Check each line below for the word "trunk" and give the number of lines that have it, nothing more.

____

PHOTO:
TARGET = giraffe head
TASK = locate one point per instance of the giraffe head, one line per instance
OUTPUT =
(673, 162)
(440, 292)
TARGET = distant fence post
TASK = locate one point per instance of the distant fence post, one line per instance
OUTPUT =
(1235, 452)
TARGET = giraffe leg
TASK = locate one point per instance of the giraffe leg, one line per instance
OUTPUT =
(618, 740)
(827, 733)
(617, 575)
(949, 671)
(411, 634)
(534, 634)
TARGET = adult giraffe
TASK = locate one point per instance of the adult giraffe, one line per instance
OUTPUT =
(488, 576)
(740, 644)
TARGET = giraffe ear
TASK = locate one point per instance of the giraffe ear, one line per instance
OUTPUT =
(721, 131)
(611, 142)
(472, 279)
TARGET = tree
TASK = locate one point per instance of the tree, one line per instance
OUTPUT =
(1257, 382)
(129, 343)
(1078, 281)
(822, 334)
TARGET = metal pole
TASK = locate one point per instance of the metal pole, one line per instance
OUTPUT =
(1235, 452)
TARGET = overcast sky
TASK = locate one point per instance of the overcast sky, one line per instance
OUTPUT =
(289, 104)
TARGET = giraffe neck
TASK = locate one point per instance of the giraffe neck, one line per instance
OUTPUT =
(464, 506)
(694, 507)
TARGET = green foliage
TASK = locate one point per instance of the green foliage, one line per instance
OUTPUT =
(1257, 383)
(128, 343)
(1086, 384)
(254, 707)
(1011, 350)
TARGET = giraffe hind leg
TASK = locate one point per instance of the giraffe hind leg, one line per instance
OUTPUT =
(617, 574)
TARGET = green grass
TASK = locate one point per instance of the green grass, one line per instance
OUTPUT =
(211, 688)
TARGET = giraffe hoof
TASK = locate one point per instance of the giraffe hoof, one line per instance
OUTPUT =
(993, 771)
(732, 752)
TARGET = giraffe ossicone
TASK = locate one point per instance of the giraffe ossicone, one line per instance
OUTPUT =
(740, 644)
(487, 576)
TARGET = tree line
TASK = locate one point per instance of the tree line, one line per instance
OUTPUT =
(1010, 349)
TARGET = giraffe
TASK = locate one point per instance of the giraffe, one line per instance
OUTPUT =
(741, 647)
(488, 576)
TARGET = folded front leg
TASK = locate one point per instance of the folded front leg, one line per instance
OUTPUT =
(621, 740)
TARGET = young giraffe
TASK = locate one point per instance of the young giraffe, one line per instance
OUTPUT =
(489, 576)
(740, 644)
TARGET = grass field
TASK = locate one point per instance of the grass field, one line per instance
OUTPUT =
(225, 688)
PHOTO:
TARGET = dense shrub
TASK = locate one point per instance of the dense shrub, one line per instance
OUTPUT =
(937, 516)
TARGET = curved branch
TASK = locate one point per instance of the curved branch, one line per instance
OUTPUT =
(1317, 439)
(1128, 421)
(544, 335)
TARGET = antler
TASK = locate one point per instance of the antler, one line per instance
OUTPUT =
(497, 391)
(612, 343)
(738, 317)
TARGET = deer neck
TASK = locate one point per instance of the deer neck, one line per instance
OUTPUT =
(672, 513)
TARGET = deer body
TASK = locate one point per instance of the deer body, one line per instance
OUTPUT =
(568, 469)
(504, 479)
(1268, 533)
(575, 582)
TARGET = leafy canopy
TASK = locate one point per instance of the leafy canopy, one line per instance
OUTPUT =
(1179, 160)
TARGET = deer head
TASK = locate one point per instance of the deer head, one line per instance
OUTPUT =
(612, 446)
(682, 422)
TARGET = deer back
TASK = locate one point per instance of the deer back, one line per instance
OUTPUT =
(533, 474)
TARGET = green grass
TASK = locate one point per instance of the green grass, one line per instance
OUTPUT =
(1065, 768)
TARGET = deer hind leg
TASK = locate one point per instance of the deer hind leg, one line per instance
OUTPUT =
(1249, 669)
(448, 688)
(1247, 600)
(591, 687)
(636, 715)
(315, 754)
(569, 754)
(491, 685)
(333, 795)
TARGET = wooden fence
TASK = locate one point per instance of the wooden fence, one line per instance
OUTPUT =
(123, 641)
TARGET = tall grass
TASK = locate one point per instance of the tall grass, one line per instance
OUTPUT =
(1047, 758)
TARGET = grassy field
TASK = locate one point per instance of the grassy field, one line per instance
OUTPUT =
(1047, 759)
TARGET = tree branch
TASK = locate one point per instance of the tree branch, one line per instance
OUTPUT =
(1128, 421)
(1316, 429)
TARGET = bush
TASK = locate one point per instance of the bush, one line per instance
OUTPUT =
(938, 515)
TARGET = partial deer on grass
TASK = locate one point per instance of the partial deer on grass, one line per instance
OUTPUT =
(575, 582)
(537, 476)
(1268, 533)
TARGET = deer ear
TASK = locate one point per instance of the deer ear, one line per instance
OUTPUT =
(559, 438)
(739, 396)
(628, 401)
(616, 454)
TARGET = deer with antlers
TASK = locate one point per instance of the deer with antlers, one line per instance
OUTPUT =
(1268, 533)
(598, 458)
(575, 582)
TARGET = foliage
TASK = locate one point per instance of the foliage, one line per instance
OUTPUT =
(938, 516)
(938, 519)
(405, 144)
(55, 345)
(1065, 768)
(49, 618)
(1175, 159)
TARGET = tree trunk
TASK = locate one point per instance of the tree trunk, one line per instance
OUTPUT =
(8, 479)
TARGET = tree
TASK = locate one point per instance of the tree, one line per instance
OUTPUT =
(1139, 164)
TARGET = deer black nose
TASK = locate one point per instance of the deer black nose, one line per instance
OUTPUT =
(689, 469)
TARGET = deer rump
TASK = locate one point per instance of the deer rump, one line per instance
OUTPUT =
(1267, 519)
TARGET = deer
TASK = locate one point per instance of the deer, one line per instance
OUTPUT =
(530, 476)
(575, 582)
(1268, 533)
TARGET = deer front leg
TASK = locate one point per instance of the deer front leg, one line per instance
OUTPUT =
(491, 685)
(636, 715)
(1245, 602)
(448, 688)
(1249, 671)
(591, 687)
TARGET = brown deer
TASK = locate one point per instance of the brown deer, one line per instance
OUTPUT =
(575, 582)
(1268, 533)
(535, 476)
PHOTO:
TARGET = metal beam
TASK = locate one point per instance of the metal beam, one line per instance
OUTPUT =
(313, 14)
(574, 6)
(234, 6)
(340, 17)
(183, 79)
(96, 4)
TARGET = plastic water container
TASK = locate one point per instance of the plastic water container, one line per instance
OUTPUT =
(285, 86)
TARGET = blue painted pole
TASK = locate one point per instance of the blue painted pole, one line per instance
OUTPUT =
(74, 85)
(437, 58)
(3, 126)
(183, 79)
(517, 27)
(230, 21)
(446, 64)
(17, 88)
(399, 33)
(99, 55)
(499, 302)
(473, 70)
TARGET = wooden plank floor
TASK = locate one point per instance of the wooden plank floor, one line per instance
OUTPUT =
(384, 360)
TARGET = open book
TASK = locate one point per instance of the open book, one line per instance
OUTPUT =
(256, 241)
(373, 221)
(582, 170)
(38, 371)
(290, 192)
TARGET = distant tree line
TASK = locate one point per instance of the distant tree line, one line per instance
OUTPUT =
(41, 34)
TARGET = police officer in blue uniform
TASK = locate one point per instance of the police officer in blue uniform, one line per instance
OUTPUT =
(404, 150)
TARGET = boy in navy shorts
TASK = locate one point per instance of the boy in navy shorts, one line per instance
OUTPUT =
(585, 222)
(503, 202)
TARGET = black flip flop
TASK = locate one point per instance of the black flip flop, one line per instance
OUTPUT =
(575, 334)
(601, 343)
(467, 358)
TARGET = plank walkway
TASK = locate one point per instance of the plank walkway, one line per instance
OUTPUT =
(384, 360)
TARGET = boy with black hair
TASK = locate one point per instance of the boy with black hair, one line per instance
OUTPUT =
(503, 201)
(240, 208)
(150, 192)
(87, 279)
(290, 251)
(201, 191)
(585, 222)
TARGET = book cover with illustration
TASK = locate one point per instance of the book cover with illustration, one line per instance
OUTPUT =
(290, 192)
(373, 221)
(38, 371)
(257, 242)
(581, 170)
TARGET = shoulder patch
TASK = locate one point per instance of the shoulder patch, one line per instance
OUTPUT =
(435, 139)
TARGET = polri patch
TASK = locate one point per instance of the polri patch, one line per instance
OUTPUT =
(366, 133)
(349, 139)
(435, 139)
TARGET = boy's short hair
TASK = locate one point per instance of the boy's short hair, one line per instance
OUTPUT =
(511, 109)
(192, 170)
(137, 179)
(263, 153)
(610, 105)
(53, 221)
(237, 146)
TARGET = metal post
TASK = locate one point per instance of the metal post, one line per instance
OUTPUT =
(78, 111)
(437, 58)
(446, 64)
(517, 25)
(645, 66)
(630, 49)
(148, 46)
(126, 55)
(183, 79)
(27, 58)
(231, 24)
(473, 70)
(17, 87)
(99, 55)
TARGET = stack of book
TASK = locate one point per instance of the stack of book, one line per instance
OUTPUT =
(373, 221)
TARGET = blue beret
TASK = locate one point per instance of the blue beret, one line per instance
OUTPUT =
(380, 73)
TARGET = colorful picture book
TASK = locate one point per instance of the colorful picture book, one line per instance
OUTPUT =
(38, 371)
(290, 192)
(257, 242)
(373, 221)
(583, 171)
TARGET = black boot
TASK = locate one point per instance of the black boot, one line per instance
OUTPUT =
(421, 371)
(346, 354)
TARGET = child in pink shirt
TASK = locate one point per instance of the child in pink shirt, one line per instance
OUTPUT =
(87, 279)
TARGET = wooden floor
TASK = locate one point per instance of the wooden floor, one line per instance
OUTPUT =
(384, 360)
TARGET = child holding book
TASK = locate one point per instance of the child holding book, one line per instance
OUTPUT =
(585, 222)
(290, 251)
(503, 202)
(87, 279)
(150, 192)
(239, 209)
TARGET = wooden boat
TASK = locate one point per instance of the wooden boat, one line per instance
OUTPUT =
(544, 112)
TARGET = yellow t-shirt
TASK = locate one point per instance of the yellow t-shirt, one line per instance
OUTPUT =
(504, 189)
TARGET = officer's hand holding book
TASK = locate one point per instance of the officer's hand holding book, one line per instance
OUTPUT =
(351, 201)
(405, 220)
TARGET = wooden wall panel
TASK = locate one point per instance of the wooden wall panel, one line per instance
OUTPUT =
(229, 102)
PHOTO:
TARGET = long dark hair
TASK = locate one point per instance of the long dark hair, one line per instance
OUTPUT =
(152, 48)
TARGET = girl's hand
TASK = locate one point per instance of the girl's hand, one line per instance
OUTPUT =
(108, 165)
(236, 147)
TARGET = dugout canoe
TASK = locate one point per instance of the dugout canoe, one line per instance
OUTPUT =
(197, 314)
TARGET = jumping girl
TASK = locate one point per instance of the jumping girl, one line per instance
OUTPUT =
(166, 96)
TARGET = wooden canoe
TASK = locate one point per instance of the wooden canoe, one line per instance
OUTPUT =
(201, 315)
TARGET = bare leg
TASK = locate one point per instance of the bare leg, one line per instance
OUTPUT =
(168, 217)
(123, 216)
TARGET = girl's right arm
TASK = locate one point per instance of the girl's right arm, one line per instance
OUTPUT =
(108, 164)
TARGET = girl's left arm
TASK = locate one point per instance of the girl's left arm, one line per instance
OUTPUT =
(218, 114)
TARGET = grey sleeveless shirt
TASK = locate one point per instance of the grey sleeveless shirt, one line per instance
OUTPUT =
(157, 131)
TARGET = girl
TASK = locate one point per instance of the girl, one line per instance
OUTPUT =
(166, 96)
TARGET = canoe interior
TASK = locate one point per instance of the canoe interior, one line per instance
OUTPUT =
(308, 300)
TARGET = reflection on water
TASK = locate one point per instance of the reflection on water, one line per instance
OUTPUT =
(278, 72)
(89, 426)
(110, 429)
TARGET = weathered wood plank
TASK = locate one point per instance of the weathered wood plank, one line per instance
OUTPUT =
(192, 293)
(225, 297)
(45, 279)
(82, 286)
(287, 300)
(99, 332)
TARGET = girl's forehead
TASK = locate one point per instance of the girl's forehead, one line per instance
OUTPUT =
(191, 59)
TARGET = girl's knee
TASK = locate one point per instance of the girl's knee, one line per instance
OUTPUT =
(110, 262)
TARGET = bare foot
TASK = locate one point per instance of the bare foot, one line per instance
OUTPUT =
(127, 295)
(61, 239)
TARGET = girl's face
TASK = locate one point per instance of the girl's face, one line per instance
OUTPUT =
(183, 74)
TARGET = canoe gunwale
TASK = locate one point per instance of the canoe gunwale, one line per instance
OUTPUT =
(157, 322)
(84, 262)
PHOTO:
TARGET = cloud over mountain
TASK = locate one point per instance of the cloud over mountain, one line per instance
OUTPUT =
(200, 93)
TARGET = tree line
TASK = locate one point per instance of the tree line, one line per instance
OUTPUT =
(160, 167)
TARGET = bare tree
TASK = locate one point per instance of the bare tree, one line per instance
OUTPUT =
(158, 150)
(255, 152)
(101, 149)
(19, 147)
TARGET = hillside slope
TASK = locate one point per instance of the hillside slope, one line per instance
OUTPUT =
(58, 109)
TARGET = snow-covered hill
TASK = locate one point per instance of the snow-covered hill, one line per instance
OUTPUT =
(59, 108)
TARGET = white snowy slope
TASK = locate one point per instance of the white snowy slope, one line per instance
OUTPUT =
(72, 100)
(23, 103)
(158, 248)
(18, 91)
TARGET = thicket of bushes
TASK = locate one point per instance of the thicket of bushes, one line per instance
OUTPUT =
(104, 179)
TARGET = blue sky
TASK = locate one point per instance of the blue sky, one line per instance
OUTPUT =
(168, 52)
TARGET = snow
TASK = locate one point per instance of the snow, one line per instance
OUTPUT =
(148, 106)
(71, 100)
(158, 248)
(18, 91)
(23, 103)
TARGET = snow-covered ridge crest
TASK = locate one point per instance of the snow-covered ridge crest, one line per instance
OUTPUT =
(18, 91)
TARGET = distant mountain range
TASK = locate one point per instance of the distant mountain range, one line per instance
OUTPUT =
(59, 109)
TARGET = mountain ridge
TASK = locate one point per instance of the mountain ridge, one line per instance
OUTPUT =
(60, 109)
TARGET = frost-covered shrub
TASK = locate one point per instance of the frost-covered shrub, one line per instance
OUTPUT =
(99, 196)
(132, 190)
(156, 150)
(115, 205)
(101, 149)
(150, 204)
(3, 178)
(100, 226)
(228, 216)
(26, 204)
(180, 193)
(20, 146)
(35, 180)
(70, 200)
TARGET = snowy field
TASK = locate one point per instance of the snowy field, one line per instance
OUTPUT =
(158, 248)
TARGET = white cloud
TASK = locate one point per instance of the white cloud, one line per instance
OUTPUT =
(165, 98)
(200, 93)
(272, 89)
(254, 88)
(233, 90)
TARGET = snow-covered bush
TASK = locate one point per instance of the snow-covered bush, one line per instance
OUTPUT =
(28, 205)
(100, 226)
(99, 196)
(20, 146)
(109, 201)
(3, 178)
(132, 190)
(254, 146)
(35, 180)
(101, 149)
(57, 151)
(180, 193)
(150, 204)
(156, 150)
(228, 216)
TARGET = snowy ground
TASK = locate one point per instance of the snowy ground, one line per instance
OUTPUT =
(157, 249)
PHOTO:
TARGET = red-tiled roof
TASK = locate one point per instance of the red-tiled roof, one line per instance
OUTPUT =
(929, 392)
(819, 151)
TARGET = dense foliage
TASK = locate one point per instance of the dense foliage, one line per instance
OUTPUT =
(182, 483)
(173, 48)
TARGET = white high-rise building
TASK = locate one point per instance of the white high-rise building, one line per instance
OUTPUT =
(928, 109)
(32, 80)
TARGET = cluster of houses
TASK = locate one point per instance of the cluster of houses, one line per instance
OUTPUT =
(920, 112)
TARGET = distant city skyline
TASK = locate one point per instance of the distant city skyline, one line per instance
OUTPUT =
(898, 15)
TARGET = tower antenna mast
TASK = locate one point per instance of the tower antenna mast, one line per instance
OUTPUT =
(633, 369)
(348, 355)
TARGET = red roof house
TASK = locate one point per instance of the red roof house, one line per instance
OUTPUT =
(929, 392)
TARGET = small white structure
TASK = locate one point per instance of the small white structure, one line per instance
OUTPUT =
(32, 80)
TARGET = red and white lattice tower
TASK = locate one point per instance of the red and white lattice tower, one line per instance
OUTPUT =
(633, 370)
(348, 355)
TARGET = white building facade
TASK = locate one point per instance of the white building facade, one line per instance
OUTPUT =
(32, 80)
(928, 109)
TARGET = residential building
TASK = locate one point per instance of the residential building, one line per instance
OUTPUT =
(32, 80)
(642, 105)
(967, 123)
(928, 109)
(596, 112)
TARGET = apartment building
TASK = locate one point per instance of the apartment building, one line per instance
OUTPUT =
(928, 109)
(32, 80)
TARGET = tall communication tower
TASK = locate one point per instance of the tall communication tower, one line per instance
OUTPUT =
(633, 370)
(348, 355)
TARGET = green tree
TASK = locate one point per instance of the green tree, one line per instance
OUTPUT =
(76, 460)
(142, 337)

____

→ **EXERCISE RESULT**: 2